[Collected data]
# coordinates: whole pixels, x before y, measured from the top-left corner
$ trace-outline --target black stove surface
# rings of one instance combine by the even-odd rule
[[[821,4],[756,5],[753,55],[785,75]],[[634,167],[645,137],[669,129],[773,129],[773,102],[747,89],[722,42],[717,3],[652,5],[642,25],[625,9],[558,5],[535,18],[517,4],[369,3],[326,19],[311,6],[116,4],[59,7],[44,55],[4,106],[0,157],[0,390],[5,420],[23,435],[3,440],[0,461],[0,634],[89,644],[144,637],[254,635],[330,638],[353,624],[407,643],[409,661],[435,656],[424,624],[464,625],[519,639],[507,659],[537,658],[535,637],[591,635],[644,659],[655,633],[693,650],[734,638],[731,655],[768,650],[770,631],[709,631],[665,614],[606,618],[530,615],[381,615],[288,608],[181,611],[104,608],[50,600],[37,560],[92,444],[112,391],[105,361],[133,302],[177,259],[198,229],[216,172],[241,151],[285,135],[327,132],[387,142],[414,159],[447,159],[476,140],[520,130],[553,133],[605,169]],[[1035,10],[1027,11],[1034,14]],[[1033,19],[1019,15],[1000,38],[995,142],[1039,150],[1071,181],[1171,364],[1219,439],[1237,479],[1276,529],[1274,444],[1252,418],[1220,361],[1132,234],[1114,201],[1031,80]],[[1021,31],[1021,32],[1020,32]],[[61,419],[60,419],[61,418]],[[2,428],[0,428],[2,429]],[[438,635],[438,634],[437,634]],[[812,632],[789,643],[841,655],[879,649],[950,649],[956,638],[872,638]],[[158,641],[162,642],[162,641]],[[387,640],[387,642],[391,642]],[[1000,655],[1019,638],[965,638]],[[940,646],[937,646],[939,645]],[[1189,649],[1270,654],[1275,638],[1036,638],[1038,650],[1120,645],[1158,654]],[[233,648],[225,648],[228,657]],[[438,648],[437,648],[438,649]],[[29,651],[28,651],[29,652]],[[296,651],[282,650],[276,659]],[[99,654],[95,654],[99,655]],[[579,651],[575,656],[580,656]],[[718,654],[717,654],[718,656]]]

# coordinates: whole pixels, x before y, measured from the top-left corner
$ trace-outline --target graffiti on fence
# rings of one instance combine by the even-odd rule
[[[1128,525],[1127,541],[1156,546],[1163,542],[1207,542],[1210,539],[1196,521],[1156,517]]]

_Exercise instructions_
Each line from the one that contains "graffiti on fence" to the end of the data should be set down exactly, both ends included.

_Answer to this task_
$ trace-outline --target graffiti on fence
# rings of one instance combine by the even-odd rule
[[[1128,525],[1127,541],[1156,546],[1163,542],[1207,542],[1210,539],[1196,521],[1156,517]]]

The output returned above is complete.